[Stored data]

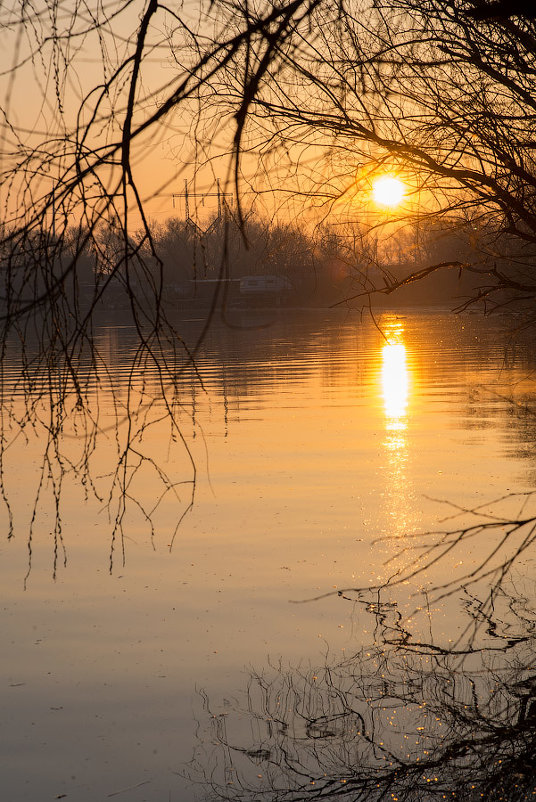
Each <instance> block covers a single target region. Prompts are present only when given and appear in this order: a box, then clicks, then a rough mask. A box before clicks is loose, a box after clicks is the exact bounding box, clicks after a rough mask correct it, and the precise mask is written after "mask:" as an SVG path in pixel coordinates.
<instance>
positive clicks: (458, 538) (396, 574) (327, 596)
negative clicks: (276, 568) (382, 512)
mask: <svg viewBox="0 0 536 802" xmlns="http://www.w3.org/2000/svg"><path fill="white" fill-rule="evenodd" d="M535 500H536V491H527V492H525V493H509V494H508V495H506V496H502V497H501V498H498V499H495V500H494V501H491V502H488V503H487V504H480V505H478V506H475V507H472V508H462V507H460V506H459V505H457V504H454V503H452V502H444V503H447V504H448V505H449V506H450V507H452V508H453V509H454V510H455V515H452V516H449V518H447V519H445V521H451V520H452V519H453V518H456V517H458V516H466V521H464V523H463V524H462V525H461V526H459V527H456V526H452V527H446V528H444V529H439V530H431V531H428V532H418V533H404V534H403V535H402V536H400V537H399V538H397V539H395V540H394V542H395V543H397V542H398V541H402V543H403V545H401V546H400V548H399V549H397V550H396V554H395V556H394V557H391V558H390V559H389V560H388V561H387V563H386V564H389V563H392V562H396V561H400V560H401V558H405V557H408V558H407V559H404V560H403V565H402V566H401V567H399V568H395V569H394V570H393V573H392V574H391V576H390V577H389V579H388V580H386V581H385V582H384V583H382V584H381V585H369V586H367V587H366V588H359V587H358V588H355V587H354V588H343V589H341V590H337V591H329V592H328V593H324V594H321V595H319V596H315V597H314V598H311V599H308V600H307V601H318V600H320V599H323V598H327V597H328V596H336V595H339V596H340V595H345V594H350V593H358V594H359V593H368V592H370V591H371V590H378V591H380V590H382V589H383V588H385V587H387V586H389V587H397V586H399V585H403V584H406V583H408V582H410V581H411V580H414V579H415V578H416V577H419V576H422V575H424V574H425V573H426V572H427V571H428V570H429V569H432V568H433V567H434V566H437V564H438V563H445V564H448V562H447V560H448V559H449V558H450V559H451V560H454V559H457V558H458V557H459V556H460V555H463V556H464V557H466V555H467V547H468V546H470V545H472V543H473V541H477V545H478V548H479V549H481V550H482V552H483V556H481V557H479V558H477V559H474V564H473V565H472V566H471V561H470V560H469V559H464V560H460V561H458V562H457V563H455V568H456V569H458V567H459V566H460V565H462V564H463V565H464V566H466V565H469V566H470V567H469V568H464V569H463V570H451V571H450V572H449V577H448V579H447V580H446V581H445V582H438V583H437V584H436V585H435V586H434V596H435V599H436V600H439V599H443V598H446V597H448V596H451V595H453V594H455V593H457V592H458V591H459V588H460V586H462V587H466V588H469V587H473V586H474V587H477V588H480V587H481V586H482V584H483V583H485V585H486V587H488V588H489V597H488V603H489V604H493V599H494V596H495V594H496V593H497V592H498V591H499V590H500V589H501V588H502V587H503V584H504V583H505V581H506V580H507V578H509V577H510V575H511V571H512V569H513V568H514V567H515V566H516V565H517V564H518V563H519V560H520V558H521V557H522V556H523V555H526V554H527V552H528V551H529V549H530V548H531V547H532V546H533V545H534V543H535V541H536V515H535V514H533V513H532V512H528V511H527V510H528V508H529V507H530V506H531V505H533V504H534V501H535ZM508 504H510V505H511V504H515V505H517V511H513V512H512V514H511V515H509V514H508V513H509V510H508V509H505V507H506V506H507V505H508ZM381 540H382V541H383V540H390V541H391V542H393V539H392V538H381Z"/></svg>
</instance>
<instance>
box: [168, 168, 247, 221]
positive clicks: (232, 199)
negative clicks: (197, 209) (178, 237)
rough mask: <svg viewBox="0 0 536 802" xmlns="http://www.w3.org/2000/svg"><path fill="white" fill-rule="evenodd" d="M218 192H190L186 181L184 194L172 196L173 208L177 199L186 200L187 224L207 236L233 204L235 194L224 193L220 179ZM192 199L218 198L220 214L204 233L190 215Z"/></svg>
mask: <svg viewBox="0 0 536 802" xmlns="http://www.w3.org/2000/svg"><path fill="white" fill-rule="evenodd" d="M216 186H217V191H216V192H190V191H189V189H188V181H187V179H184V192H174V193H173V195H172V196H171V197H172V198H173V206H175V198H180V199H182V200H184V221H185V222H186V223H190V224H191V225H193V226H194V227H195V228H196V229H197V231H199V232H200V233H201V234H206V233H207V232H208V231H209V230H210V229H211V228H213V227H214V226H215V225H216V223H218V222H219V221H220V220H221V218H222V216H223V214H224V211H225V210H226V209H228V208H229V207H230V206H231V205H232V203H233V193H232V192H222V190H221V186H220V179H219V178H218V179H217V182H216ZM191 198H202V199H203V201H204V200H205V198H217V200H218V214H217V217H216V219H215V220H213V221H212V223H211V224H210V226H209V227H208V228H207V229H206V231H203V230H202V229H201V228H200V226H199V225H198V224H197V223H196V221H195V220H194V219H193V217H192V216H191V214H190V199H191Z"/></svg>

■ PROMPT: Please reproduce, word for word, every line from the first line of the records above through the line containing "positive clicks: (458, 538)", and leave out the pictures.

■ EXERCISE SOLUTION:
Each <instance> block covers a single target region. Prompts are present only when given and appear in this order: a box, then clicks, then a rough mask. A box before clicks is loose, a box after clicks is the exact bounding box, clicks after a rough mask correct it, and the precise mask is written after "mask:" as an SVG path in pixel coordinates.
<instance>
positive clicks: (458, 538) (396, 574) (327, 596)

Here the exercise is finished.